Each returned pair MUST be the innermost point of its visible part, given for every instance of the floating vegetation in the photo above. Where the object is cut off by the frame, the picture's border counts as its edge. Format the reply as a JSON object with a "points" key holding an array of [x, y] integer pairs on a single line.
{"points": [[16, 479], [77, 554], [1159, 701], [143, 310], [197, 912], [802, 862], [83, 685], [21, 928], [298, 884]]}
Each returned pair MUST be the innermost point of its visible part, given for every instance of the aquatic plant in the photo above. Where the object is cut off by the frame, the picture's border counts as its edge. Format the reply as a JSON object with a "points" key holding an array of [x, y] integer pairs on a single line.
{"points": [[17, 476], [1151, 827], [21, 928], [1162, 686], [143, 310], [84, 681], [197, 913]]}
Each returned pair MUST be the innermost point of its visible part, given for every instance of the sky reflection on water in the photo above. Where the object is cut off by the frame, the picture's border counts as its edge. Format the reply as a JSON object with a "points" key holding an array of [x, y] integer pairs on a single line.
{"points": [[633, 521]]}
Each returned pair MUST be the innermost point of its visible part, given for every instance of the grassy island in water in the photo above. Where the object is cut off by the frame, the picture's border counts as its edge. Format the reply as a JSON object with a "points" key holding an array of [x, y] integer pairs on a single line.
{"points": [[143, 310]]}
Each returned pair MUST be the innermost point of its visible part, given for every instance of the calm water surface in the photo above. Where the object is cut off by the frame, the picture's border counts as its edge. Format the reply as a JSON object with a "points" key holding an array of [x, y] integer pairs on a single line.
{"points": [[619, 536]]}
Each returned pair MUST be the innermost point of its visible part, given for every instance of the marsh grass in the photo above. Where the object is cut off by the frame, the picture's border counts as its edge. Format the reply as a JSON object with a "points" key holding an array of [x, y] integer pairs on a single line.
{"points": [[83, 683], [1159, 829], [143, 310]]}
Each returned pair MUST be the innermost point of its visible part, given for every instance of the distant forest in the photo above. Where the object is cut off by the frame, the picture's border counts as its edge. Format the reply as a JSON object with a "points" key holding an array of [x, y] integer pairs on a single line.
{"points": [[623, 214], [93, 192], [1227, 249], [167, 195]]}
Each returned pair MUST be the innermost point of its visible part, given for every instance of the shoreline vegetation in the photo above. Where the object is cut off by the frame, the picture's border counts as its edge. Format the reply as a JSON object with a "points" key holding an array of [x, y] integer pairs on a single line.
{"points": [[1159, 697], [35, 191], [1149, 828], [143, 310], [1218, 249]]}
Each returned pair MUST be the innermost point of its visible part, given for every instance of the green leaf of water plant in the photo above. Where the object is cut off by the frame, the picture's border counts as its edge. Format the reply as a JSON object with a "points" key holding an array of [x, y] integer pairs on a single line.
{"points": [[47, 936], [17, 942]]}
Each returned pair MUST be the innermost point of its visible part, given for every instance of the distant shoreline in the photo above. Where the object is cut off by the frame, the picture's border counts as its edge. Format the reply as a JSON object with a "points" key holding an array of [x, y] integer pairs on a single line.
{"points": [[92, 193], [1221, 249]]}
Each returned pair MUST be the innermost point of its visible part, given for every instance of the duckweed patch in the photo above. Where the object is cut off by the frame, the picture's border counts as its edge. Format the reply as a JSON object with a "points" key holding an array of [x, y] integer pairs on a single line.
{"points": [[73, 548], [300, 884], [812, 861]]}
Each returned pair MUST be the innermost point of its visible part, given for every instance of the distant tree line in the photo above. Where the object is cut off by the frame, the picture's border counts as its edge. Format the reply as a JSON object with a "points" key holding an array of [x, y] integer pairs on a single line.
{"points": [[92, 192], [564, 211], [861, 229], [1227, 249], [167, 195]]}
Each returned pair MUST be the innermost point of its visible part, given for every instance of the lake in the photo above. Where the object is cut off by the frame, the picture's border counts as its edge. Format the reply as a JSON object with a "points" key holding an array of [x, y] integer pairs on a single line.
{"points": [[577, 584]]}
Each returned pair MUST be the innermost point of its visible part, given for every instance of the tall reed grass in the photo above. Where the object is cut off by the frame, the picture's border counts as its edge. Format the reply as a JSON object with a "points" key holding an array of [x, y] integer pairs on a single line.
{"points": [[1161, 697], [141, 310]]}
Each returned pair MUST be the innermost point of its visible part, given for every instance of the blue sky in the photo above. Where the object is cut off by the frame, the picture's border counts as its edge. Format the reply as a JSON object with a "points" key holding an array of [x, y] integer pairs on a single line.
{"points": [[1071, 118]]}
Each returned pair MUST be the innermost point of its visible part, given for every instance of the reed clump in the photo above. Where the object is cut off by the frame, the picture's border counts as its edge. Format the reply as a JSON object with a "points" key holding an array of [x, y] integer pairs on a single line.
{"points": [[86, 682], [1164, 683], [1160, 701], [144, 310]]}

==========

(WHAT NEEDS TO BE DONE): Copy all of the material word for word.

(YOUR RESPONSE):
Each returned pair MUST be the innermost point of its visible part, given for every instance of the floating vegetation in the photo above. Where the object is cut off by the frame, the picture's border counts as its edge. Format the reply as a JSON object with a "points" key holding an array of [x, y] integer pairs on a single line.
{"points": [[16, 479], [77, 554], [1159, 701], [143, 310], [197, 912], [802, 862], [83, 685], [21, 928], [298, 884]]}
Each returned pair MUST be the innermost point of its visible part, given for every instance of the aquatic plant in the photo above. Where the object is cut off by the frame, the picture's border counts as its edge. Format the reply as a JSON object with a "points" key holding an array of [x, y] integer pairs on a single line.
{"points": [[17, 476], [1151, 827], [21, 928], [1162, 686], [143, 310], [84, 681], [197, 913]]}
Each returned pair MUST be the innermost point of its visible part, given for every instance of the sky reflection on water in the photo above. Where the object is cut off by the frame, the picture's border counts as its edge. Format the reply as a JSON object with a "points" key holding an array of [x, y] integer pairs on a single line.
{"points": [[633, 521]]}
Each returned pair MUST be the innermost point of its visible part, given for every instance of the grassy island in water in the photo above. Where the object is cut off by the frame, the picture's border counts as its edge. Format the reply as a JSON object with a "points" key holding an array of [x, y] integer pairs on a single line.
{"points": [[143, 310]]}
Each returned pair MUST be the innermost point of its visible part, given for every instance of the calm water surface in the photo above. Where the object is cut off by the frame, the picture's border counts as its edge. Format the reply as a JSON object with a "points" key holding an array of [x, y] integer pairs on a single line.
{"points": [[619, 536]]}
Each returned pair MUST be the innermost point of its visible part, given for every instance of the marsh grass in the photo above. Where the object is cut off by the frame, the picture's border counts as its edge. Format the reply as a JSON object with a "points" key holding an array of [x, y] integer pairs on a single line.
{"points": [[83, 683], [1159, 829], [143, 310]]}
Each returned pair MUST be the innermost point of its visible part, given for every instance of the distant forest in the photo above. Where the object is cut off by the frame, the picture's border counts as its edge. Format the reply as a JSON object with a "points" key holding an array of [x, y] integer pairs on a single line.
{"points": [[623, 214], [93, 192], [1227, 249], [167, 195]]}
Each returned pair MUST be the innermost point of its visible part, given for every instance of the shoreline vegetation in the photo above. Where the object is cut off by the frame, the picture's border counts as its edge. Format the reply as a JSON object with a "points" key holding an array of [x, y] integer pairs on a single line.
{"points": [[1159, 697], [35, 191], [1149, 828], [143, 310], [1218, 249]]}
Each returned pair MUST be the innermost point of its visible part, given for every instance of the green leaf of water plant in the photo above. Where the object is cut off by the frame, the picture's border counts as its edge. Format the reply as a JSON object with a "points" key holding an array of [x, y] integer pairs on a single line.
{"points": [[47, 936], [17, 942]]}
Each returned pair MUST be the innermost point of its visible part, given for every instance of the distant shoreline in the photo above. Where the object is cut off by the frame, the picture's border counts as its edge. Format the reply as a JSON object with a "points" key holding an array of [x, y] integer pairs on a single line.
{"points": [[92, 193], [1221, 249]]}
Each returned pair MUST be the innermost point of its visible part, given for every instance of the duckweed patch in the photo above. Where the object is cut off by the frame, the picture's border counts as its edge. Format the reply as a JSON object with a "points" key holding an array of [x, y] integer pairs on a single line.
{"points": [[73, 548], [300, 884], [812, 861]]}
Each returned pair MUST be the innermost point of its visible part, given for every instance of the distant tree line in the photo above. Where the object is cut off by the frame, the picture's border counts as its edge. Format the reply as a JSON object with a "points" key holding an array of [x, y] integer pairs on a single line.
{"points": [[92, 192], [564, 211], [861, 229], [1227, 249], [167, 195]]}
Each returned pair MUST be the innermost point of its visible part, given for every instance of the lake in the photo above. Where the object is cut off by the frame, the picture's border counts as its edge. Format the reply as a JSON object with a "points" key holding an array of [x, y] integer pairs on a single line.
{"points": [[577, 584]]}
Each returned pair MUST be the innermost point of its visible part, given for every instance of the tall reed grass in the photo above. Where the object is cut off by the frame, the picture's border counts as its edge. Format the reply as a JSON object with a "points" key holding an array of [x, y] integer pairs on a single line.
{"points": [[1161, 697], [141, 310]]}
Each returned pair MUST be the innermost point of its visible part, given for every instance of the blue sky in the photo above. Where the object is cut off by the frame, the picture's border counts as its edge. Format the reply as a JSON object with a "points" key holding an array of [x, y] integer pairs on a single line.
{"points": [[1071, 118]]}
Each returned pair MUST be the innermost point of its visible part, given for every instance of the reed clump in the photo above. Where the object is cut off by the frame, the picture's border counts as its edge. Format the reply as a JSON object with a "points" key holding an array of [x, y] integer pairs on a single line.
{"points": [[86, 682], [1164, 683], [1160, 701], [144, 310]]}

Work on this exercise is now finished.